Would you please output the records exactly as they appear below?

Point-per-instance localization data:

----

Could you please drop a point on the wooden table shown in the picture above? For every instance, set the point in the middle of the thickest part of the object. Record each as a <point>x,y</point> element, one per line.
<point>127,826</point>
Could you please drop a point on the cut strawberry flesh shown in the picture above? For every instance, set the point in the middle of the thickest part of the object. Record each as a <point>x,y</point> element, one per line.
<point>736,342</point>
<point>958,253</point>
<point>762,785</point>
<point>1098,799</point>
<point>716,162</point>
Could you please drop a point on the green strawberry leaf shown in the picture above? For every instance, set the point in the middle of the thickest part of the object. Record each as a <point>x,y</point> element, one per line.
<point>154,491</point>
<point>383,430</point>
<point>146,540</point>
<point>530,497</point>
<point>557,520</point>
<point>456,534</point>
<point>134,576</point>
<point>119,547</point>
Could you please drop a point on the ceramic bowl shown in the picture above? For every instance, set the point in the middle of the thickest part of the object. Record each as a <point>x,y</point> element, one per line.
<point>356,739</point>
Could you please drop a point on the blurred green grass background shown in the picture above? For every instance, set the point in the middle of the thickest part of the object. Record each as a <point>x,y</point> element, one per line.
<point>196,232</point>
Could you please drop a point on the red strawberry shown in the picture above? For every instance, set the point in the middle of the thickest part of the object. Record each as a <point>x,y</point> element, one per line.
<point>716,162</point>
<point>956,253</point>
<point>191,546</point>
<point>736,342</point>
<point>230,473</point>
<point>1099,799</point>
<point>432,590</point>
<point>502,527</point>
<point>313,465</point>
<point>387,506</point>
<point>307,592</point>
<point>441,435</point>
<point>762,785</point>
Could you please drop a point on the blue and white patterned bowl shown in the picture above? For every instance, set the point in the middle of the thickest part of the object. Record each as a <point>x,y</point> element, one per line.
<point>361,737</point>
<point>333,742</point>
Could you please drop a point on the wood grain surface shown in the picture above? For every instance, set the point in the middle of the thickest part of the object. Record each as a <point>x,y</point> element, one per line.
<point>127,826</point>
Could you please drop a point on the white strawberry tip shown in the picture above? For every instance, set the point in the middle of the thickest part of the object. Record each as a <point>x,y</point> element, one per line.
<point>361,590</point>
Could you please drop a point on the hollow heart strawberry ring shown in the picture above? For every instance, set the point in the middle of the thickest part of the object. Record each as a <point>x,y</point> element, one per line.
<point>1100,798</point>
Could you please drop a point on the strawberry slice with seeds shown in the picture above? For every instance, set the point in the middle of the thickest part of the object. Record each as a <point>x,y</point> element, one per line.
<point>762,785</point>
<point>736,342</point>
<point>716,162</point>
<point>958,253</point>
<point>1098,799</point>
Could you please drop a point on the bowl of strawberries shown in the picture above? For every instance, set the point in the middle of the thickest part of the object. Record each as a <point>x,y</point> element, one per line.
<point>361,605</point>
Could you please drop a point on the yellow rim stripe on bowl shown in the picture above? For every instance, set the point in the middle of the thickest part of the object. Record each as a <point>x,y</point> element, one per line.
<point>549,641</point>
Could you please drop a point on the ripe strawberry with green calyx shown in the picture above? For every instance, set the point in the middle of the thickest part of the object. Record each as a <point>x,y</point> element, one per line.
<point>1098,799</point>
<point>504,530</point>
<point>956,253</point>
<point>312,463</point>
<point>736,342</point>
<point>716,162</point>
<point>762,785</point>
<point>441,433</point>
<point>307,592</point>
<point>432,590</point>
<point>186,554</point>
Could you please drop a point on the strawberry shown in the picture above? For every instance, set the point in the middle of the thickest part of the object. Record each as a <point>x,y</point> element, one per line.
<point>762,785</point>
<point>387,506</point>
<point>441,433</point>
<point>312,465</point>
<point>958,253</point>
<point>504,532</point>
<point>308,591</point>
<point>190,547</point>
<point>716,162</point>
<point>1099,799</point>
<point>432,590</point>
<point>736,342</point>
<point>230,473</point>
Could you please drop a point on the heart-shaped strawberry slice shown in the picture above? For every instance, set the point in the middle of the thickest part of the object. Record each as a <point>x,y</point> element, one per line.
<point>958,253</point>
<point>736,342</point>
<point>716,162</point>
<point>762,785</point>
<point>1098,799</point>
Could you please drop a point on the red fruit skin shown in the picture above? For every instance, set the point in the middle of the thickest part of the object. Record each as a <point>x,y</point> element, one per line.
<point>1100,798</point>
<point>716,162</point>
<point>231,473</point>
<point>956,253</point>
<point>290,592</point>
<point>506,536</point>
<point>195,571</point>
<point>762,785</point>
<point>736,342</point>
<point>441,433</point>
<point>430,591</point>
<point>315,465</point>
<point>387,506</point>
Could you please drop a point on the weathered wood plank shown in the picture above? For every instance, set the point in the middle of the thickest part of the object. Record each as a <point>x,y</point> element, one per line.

----

▶ Solution to this exercise
Could you please drop a point on the wooden table shown in the picture above? For every instance, set the point in the middle of the thickest part of the object. Record each as a <point>x,y</point> element, one per line.
<point>127,826</point>
Could you please drop a point on the cut strawberry flesh shown in the picture above? For every instance, set the point in the middle of the thickest part of the object. Record each as a <point>x,y</point> element, one per line.
<point>736,342</point>
<point>958,253</point>
<point>762,785</point>
<point>1098,799</point>
<point>716,162</point>
Could you please drop a point on the green strawberry leaf shown in the picture above? For every instance, set the point in the middle of the thickest part of the object. Record each as a <point>x,y</point> element, one per line.
<point>154,491</point>
<point>383,430</point>
<point>146,540</point>
<point>530,497</point>
<point>557,520</point>
<point>456,534</point>
<point>134,576</point>
<point>119,547</point>
Could you please drop a point on the ceramic bowl shown in the picture above? For every instance, set the point in the middle of the thickest part of the object. Record each as a <point>x,y</point> element, one per line.
<point>356,739</point>
Could you please drop a point on the blurred green grass background shown in the picture above? For every instance, set the point in the middle of the thickest part of the object. Record each as a <point>x,y</point> element, one per line.
<point>196,232</point>
Could you please drop a point on the red strawberry shown in the picture above? For every instance, set the point in the middle of the thickest part of the object. Record each as a <point>x,y</point> element, one per line.
<point>716,162</point>
<point>956,253</point>
<point>191,546</point>
<point>736,342</point>
<point>230,473</point>
<point>1099,799</point>
<point>432,590</point>
<point>502,527</point>
<point>313,465</point>
<point>387,506</point>
<point>307,592</point>
<point>441,435</point>
<point>762,785</point>
Could you please drop a point on the blue and white patterned bowl shown in the picture above? For every instance, set the point in the middle of the thickest part of the object. Record each as a <point>x,y</point> element, one per line.
<point>361,737</point>
<point>333,742</point>
Could you please drop a point on the wood grain surface shown in the picture above? For every instance, set the point in the middle of the thickest part of the object. Record each as a <point>x,y</point> element, one per line.
<point>127,826</point>
Could you please drop a point on the white strawberry tip shown in the picture above? For every instance, set the point in the middle of the thickest part of the object. Record each as a <point>x,y</point> element, one per line.
<point>361,590</point>
Could you please drop a point on the hollow heart strawberry ring shown in the picture above? For every instance, set the point in the middle of the thickest part of the object. Record each as a <point>x,y</point> element, one per line.
<point>1100,798</point>
Could you please drop a point on the strawberry slice with seeds shown in the picture above? For every instance, set the point in the middle of the thickest part of the object. Record each as a <point>x,y</point> element, one per line.
<point>762,785</point>
<point>736,342</point>
<point>716,162</point>
<point>958,253</point>
<point>1098,799</point>
Could you please drop a point on the bowl of strawberries shown in the picture above? For every instance, set the point in the middle of the thickest part of the object. Record each as a <point>x,y</point> element, one per line.
<point>361,605</point>
Could you please drop a point on the yellow rim stripe on bowl shown in the picture above? For every instance, set the point in the middle of the thickest part of the object. Record each as a <point>x,y</point> element, one per line.
<point>549,641</point>
Could you please drop a point on the ripe strawberry with green calyx shown in the picture above? For every instance, set the point in the middle of the thickest part of the object. Record each as a <point>x,y</point> element, one per line.
<point>1098,799</point>
<point>504,530</point>
<point>956,253</point>
<point>312,463</point>
<point>736,342</point>
<point>716,162</point>
<point>762,785</point>
<point>441,433</point>
<point>307,592</point>
<point>432,590</point>
<point>186,554</point>
Could you please drop a point on the strawberry shown in the picture above? For every instance, set the point in the middle of the thickest part of the object. Record each as a <point>x,y</point> element, one per line.
<point>762,785</point>
<point>387,506</point>
<point>441,433</point>
<point>312,465</point>
<point>958,253</point>
<point>504,532</point>
<point>308,591</point>
<point>190,547</point>
<point>716,162</point>
<point>1099,799</point>
<point>432,590</point>
<point>736,342</point>
<point>230,473</point>
Could you please drop a point on the heart-shaped strawberry slice shown in the picture above? For every instance, set the point in the middle of the thickest part of the object. Record each as a <point>x,y</point> element, one per line.
<point>958,253</point>
<point>736,342</point>
<point>716,162</point>
<point>762,785</point>
<point>1098,799</point>
Could you please drop a point on the red fruit skin shown in the picture above? For every instance, set the point in the middle of the thickest part of the object. Record each as a <point>x,y</point> element, one per line.
<point>1100,798</point>
<point>716,162</point>
<point>231,473</point>
<point>956,253</point>
<point>290,592</point>
<point>506,536</point>
<point>195,571</point>
<point>762,785</point>
<point>736,342</point>
<point>441,433</point>
<point>430,591</point>
<point>315,465</point>
<point>387,506</point>
Could you please drop a point on the weathered wood plank shown in the picture above? For every instance, set the point in the middle of the thickest part of the object. Record each as a <point>x,y</point> element, one per line.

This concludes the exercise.